■ **PROBLEM**: Can you rewrite the lines between the one holding "target | trimmed green hedge" and the one holding "(1207, 543)", inclusive, giving only those lines, with each coordinate multiplied by 0.2 and rounded to a whole number (halves up) and every other line left as it is?

┌────────

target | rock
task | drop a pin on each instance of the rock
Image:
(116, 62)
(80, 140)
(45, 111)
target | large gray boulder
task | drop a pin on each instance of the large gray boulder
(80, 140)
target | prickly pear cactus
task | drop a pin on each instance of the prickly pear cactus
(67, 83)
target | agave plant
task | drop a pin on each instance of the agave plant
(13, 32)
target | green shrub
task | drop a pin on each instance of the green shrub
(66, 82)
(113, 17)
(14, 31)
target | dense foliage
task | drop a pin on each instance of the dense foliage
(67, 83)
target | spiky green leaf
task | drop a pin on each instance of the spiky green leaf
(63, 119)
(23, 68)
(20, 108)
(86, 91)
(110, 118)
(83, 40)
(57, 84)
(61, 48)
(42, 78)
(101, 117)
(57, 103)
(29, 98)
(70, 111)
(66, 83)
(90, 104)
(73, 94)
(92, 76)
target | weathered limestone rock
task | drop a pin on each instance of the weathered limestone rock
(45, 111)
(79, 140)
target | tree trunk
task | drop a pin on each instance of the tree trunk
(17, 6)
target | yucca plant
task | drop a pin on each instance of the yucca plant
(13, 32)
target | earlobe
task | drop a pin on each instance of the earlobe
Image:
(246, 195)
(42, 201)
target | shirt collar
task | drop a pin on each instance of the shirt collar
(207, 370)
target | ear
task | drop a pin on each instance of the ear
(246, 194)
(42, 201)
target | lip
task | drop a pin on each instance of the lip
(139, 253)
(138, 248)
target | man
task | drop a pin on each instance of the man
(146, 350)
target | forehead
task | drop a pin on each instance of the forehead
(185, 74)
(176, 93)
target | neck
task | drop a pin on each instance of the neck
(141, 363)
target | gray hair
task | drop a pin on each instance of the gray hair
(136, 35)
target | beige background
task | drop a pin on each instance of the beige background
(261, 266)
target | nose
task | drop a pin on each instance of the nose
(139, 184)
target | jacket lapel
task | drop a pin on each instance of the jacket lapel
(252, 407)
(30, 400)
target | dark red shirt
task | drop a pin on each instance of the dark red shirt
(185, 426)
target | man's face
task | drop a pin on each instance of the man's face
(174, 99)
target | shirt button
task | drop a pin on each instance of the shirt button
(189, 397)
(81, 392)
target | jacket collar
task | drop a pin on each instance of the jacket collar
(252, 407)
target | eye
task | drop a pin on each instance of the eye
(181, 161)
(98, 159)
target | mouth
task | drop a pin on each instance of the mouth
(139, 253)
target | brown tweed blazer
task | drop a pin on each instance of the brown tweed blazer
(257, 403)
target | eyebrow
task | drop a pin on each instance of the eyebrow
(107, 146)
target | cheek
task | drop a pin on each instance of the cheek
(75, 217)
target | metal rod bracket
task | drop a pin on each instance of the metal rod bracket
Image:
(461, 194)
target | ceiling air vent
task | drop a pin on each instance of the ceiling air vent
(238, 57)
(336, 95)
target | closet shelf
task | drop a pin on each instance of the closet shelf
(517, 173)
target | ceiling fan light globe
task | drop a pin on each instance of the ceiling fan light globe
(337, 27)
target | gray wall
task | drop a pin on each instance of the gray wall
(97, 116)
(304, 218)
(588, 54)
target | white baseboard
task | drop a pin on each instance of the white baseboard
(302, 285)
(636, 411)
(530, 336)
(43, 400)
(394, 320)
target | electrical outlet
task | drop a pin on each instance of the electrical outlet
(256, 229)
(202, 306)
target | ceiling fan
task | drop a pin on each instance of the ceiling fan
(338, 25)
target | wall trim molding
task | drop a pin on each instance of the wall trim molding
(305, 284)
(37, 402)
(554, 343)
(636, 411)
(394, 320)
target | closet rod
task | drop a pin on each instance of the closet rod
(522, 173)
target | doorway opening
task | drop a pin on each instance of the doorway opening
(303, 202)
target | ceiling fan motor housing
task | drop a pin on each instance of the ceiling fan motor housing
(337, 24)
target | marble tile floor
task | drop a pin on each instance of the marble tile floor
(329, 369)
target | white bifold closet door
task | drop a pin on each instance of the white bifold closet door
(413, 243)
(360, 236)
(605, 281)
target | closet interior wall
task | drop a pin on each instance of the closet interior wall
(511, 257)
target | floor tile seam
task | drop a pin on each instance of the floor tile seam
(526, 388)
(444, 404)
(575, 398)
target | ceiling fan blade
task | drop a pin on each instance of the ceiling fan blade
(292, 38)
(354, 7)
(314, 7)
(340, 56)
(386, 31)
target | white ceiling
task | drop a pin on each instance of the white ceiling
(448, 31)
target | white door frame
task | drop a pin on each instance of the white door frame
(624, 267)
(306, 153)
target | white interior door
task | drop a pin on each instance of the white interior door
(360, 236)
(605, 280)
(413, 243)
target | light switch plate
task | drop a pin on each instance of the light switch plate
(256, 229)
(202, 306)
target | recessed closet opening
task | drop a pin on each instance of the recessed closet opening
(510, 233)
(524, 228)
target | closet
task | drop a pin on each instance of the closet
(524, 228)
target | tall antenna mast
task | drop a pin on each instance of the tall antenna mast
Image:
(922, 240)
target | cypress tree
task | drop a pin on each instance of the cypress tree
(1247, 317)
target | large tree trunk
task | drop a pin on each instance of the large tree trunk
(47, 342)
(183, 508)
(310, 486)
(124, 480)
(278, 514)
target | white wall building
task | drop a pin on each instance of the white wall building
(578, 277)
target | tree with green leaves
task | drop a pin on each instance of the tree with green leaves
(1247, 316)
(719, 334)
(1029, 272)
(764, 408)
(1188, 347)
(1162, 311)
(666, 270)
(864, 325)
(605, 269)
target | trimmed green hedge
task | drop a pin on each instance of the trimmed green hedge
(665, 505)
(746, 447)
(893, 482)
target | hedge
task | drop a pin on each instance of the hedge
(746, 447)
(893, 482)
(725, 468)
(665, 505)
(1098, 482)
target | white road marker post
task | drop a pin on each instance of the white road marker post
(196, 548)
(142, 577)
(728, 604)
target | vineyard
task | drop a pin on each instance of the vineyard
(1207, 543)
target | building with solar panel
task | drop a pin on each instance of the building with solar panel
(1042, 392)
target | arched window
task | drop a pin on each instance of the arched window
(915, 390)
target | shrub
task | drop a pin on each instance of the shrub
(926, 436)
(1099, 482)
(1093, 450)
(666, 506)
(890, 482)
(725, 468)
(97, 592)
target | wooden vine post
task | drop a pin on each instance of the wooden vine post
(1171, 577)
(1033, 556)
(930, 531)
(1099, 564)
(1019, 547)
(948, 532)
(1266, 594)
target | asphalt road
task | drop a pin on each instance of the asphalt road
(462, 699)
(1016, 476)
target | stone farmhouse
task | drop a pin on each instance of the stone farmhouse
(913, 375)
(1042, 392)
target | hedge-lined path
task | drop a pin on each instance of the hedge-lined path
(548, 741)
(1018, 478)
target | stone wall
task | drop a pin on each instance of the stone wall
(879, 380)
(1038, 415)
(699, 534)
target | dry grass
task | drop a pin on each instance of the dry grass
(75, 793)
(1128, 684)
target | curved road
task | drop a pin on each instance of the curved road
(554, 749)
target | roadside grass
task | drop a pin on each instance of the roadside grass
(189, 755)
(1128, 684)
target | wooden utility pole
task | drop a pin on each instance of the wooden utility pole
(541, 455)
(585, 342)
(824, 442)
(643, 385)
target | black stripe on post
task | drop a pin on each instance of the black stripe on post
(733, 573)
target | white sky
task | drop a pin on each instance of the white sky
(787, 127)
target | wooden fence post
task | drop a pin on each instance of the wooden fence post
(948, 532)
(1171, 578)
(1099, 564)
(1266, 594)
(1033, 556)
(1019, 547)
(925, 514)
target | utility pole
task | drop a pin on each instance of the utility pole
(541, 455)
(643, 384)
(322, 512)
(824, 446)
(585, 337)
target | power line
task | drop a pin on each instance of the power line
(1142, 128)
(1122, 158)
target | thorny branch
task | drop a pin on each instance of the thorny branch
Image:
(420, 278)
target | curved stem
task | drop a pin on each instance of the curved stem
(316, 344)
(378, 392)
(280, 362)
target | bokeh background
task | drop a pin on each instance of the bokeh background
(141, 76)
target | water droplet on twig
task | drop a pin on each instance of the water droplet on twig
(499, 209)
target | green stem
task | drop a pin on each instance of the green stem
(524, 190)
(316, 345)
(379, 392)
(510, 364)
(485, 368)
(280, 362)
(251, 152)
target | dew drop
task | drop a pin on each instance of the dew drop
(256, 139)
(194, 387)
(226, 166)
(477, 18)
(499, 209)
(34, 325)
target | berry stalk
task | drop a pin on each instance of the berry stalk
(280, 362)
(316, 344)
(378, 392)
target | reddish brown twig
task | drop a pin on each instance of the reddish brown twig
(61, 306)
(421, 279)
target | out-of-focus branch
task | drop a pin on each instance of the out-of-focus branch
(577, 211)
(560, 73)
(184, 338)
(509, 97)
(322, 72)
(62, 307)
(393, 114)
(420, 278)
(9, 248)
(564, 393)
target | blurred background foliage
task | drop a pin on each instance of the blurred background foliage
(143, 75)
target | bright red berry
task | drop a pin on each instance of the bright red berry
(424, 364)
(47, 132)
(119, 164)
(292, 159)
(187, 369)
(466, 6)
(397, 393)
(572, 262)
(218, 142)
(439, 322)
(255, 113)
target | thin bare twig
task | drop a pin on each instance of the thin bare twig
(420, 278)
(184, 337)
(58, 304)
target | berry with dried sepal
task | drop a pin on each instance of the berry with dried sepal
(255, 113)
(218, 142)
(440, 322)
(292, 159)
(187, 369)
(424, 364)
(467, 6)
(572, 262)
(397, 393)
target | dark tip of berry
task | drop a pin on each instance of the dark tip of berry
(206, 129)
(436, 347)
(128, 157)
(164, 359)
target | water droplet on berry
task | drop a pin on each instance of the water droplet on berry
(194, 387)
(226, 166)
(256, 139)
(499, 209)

└────────

■ **REPLY**:
target | trimmed green hedge
task | drop a pin on each instance of the trimmed green hedge
(133, 101)
(149, 89)
(179, 96)
target | hedge
task | drop a pin on each instance of the hedge
(149, 89)
(179, 96)
(145, 94)
(133, 101)
(220, 96)
target | white road marker post
task | drop a pin on each instance of the white road marker post
(39, 110)
(28, 115)
(146, 121)
target | vineyard
task | drop a pin on each instance of the vineyard
(241, 109)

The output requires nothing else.